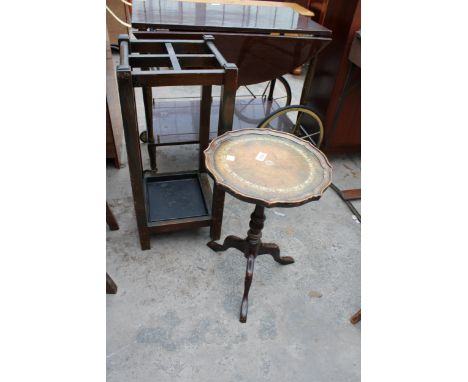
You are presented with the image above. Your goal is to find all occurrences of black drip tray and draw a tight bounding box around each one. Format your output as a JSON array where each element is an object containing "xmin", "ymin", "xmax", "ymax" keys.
[{"xmin": 145, "ymin": 173, "xmax": 208, "ymax": 223}]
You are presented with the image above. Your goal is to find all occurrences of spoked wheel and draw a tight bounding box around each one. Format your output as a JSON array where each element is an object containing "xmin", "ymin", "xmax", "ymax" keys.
[
  {"xmin": 257, "ymin": 105, "xmax": 323, "ymax": 147},
  {"xmin": 234, "ymin": 77, "xmax": 291, "ymax": 125}
]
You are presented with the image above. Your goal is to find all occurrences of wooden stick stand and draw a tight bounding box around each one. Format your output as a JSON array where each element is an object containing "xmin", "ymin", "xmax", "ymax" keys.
[{"xmin": 117, "ymin": 35, "xmax": 237, "ymax": 250}]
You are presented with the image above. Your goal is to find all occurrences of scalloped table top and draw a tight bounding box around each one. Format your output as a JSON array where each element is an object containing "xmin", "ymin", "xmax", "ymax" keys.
[{"xmin": 205, "ymin": 129, "xmax": 332, "ymax": 207}]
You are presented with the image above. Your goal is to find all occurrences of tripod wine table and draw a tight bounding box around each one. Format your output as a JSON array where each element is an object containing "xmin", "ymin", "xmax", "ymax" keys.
[{"xmin": 205, "ymin": 129, "xmax": 332, "ymax": 322}]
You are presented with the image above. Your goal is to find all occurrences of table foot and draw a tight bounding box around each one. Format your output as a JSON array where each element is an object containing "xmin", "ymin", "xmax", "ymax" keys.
[
  {"xmin": 239, "ymin": 255, "xmax": 255, "ymax": 323},
  {"xmin": 206, "ymin": 235, "xmax": 247, "ymax": 252},
  {"xmin": 258, "ymin": 243, "xmax": 294, "ymax": 265}
]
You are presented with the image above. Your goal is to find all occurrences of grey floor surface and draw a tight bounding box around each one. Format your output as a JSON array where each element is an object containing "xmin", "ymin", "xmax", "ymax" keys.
[{"xmin": 107, "ymin": 71, "xmax": 361, "ymax": 382}]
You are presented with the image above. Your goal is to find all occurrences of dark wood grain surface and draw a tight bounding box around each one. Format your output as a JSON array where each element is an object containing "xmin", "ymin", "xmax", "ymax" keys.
[
  {"xmin": 205, "ymin": 129, "xmax": 332, "ymax": 207},
  {"xmin": 132, "ymin": 0, "xmax": 331, "ymax": 36}
]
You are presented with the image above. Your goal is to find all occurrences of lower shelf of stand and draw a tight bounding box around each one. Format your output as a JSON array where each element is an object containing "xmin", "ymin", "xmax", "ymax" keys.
[
  {"xmin": 144, "ymin": 171, "xmax": 212, "ymax": 232},
  {"xmin": 153, "ymin": 97, "xmax": 292, "ymax": 146}
]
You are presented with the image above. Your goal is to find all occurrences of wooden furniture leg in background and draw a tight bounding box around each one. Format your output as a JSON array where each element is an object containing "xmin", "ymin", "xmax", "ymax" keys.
[
  {"xmin": 106, "ymin": 202, "xmax": 119, "ymax": 294},
  {"xmin": 106, "ymin": 273, "xmax": 117, "ymax": 294},
  {"xmin": 106, "ymin": 203, "xmax": 119, "ymax": 231},
  {"xmin": 349, "ymin": 309, "xmax": 361, "ymax": 325}
]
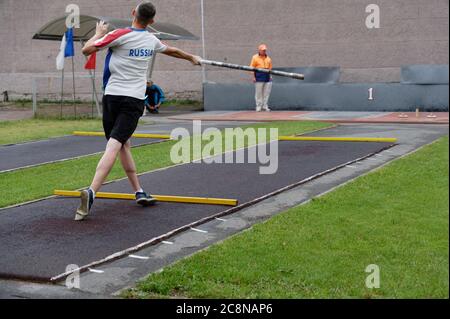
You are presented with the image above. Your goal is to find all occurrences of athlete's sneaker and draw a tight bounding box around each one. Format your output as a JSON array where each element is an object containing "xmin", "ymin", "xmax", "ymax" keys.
[
  {"xmin": 136, "ymin": 192, "xmax": 156, "ymax": 206},
  {"xmin": 75, "ymin": 189, "xmax": 94, "ymax": 221}
]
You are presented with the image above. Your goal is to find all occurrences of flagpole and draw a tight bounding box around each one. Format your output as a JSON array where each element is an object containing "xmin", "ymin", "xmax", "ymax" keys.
[
  {"xmin": 59, "ymin": 68, "xmax": 64, "ymax": 119},
  {"xmin": 80, "ymin": 41, "xmax": 102, "ymax": 117},
  {"xmin": 72, "ymin": 56, "xmax": 77, "ymax": 119}
]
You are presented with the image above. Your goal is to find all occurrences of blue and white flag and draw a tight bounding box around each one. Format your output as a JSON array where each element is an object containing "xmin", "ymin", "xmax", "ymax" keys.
[{"xmin": 56, "ymin": 28, "xmax": 75, "ymax": 70}]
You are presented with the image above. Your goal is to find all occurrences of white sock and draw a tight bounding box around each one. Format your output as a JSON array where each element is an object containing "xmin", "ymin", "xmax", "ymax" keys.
[{"xmin": 89, "ymin": 187, "xmax": 95, "ymax": 199}]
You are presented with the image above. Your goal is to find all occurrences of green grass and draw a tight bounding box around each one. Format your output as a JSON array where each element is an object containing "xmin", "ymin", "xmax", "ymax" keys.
[
  {"xmin": 0, "ymin": 122, "xmax": 330, "ymax": 207},
  {"xmin": 124, "ymin": 137, "xmax": 449, "ymax": 298},
  {"xmin": 0, "ymin": 119, "xmax": 102, "ymax": 145}
]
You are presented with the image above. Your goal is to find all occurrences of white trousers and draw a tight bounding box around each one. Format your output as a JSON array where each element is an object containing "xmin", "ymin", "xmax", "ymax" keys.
[{"xmin": 255, "ymin": 82, "xmax": 272, "ymax": 111}]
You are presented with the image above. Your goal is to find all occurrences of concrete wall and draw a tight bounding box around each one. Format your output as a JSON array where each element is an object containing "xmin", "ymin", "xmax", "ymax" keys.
[{"xmin": 0, "ymin": 0, "xmax": 449, "ymax": 97}]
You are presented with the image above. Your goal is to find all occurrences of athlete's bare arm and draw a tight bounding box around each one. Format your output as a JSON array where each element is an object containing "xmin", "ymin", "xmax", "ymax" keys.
[{"xmin": 82, "ymin": 21, "xmax": 108, "ymax": 56}]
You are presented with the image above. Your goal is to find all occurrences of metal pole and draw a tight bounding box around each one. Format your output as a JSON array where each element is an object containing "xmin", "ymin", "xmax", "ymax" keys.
[
  {"xmin": 200, "ymin": 0, "xmax": 206, "ymax": 83},
  {"xmin": 201, "ymin": 60, "xmax": 305, "ymax": 80},
  {"xmin": 80, "ymin": 41, "xmax": 102, "ymax": 117}
]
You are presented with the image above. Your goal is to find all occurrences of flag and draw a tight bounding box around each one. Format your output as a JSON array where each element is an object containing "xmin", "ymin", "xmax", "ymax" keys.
[
  {"xmin": 64, "ymin": 28, "xmax": 75, "ymax": 58},
  {"xmin": 84, "ymin": 52, "xmax": 97, "ymax": 70},
  {"xmin": 56, "ymin": 28, "xmax": 75, "ymax": 70},
  {"xmin": 56, "ymin": 34, "xmax": 66, "ymax": 71}
]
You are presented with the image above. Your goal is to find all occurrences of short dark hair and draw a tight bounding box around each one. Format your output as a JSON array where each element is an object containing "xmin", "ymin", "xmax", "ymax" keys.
[{"xmin": 136, "ymin": 2, "xmax": 156, "ymax": 24}]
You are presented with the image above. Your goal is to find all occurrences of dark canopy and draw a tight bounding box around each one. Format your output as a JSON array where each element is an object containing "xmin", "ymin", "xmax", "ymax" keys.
[{"xmin": 33, "ymin": 15, "xmax": 198, "ymax": 41}]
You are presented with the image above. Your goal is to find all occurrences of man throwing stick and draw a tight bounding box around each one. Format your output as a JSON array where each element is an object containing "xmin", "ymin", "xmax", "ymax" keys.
[
  {"xmin": 250, "ymin": 44, "xmax": 272, "ymax": 112},
  {"xmin": 75, "ymin": 2, "xmax": 201, "ymax": 220}
]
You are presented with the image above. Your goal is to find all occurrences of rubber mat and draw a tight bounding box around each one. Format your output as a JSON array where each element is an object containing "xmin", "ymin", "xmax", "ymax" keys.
[{"xmin": 0, "ymin": 142, "xmax": 390, "ymax": 281}]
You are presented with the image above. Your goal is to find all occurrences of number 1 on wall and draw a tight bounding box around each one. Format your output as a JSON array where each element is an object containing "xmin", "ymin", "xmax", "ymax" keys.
[{"xmin": 369, "ymin": 88, "xmax": 375, "ymax": 101}]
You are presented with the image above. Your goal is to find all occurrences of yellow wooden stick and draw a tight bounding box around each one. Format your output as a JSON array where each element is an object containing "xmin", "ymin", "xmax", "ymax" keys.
[
  {"xmin": 279, "ymin": 136, "xmax": 397, "ymax": 143},
  {"xmin": 53, "ymin": 190, "xmax": 238, "ymax": 206},
  {"xmin": 72, "ymin": 131, "xmax": 170, "ymax": 140}
]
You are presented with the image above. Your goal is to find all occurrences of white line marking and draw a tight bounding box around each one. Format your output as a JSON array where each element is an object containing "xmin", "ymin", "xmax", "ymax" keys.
[
  {"xmin": 88, "ymin": 268, "xmax": 104, "ymax": 274},
  {"xmin": 128, "ymin": 255, "xmax": 150, "ymax": 260},
  {"xmin": 191, "ymin": 227, "xmax": 208, "ymax": 234}
]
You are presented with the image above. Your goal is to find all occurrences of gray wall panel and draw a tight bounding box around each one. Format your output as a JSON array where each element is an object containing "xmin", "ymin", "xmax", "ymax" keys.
[
  {"xmin": 204, "ymin": 83, "xmax": 449, "ymax": 111},
  {"xmin": 401, "ymin": 65, "xmax": 449, "ymax": 84}
]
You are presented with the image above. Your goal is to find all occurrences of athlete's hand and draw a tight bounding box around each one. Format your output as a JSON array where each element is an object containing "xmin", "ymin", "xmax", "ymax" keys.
[
  {"xmin": 191, "ymin": 55, "xmax": 202, "ymax": 65},
  {"xmin": 95, "ymin": 21, "xmax": 108, "ymax": 38}
]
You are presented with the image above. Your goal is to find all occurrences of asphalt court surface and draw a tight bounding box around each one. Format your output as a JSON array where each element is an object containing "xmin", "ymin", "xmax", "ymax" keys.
[
  {"xmin": 0, "ymin": 136, "xmax": 163, "ymax": 172},
  {"xmin": 0, "ymin": 122, "xmax": 253, "ymax": 173},
  {"xmin": 0, "ymin": 142, "xmax": 390, "ymax": 281}
]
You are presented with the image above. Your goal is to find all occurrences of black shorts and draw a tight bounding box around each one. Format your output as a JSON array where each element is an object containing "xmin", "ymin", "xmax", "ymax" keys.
[{"xmin": 103, "ymin": 95, "xmax": 144, "ymax": 145}]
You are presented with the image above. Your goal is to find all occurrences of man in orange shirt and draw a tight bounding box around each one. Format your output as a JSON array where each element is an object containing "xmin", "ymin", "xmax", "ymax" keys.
[{"xmin": 250, "ymin": 44, "xmax": 272, "ymax": 112}]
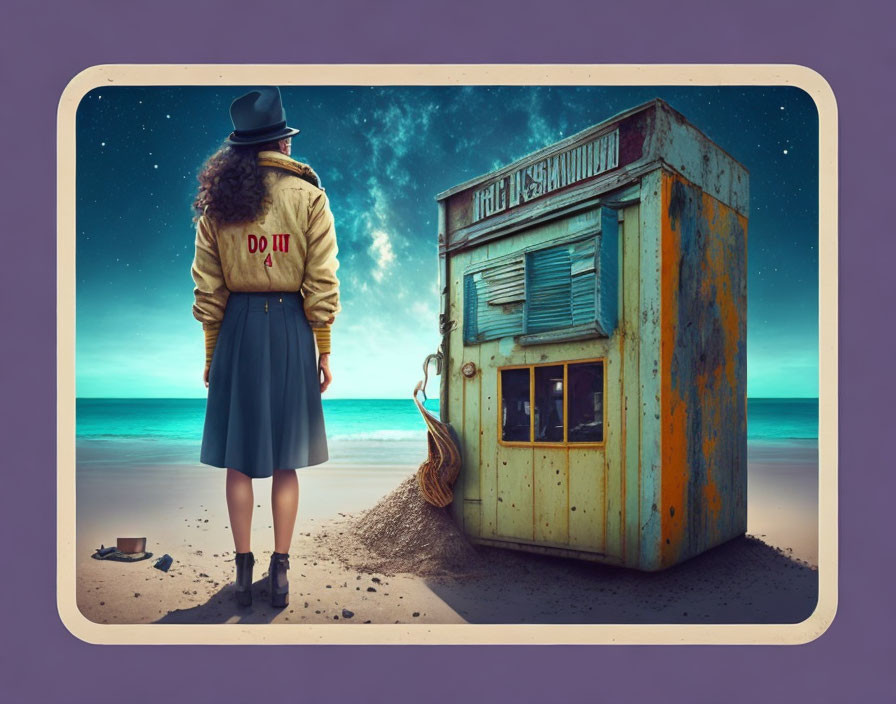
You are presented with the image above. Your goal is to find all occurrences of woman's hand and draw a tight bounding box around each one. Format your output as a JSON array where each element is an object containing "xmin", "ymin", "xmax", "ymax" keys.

__________

Task directions | Leave out every picture, and repeat word for word only the lines from the one holding "man in orange" through the end of the entries above, both ends included.

Output for this exercise |
You are presented with the image above. Your goal is to find all occurrences of man in orange shirt and draw a tight bounding box around each one. Format your output as a JSON array where each element is an object containing "xmin", "ymin", "xmax", "ymax" keys.
[{"xmin": 250, "ymin": 44, "xmax": 272, "ymax": 112}]
You are presented with the image above. Your goal is to find all occurrences of woman's hand and draw a tight bounding box around each one. Format your output as a JSON array where each element is an object containing "xmin", "ymin", "xmax", "ymax" keys.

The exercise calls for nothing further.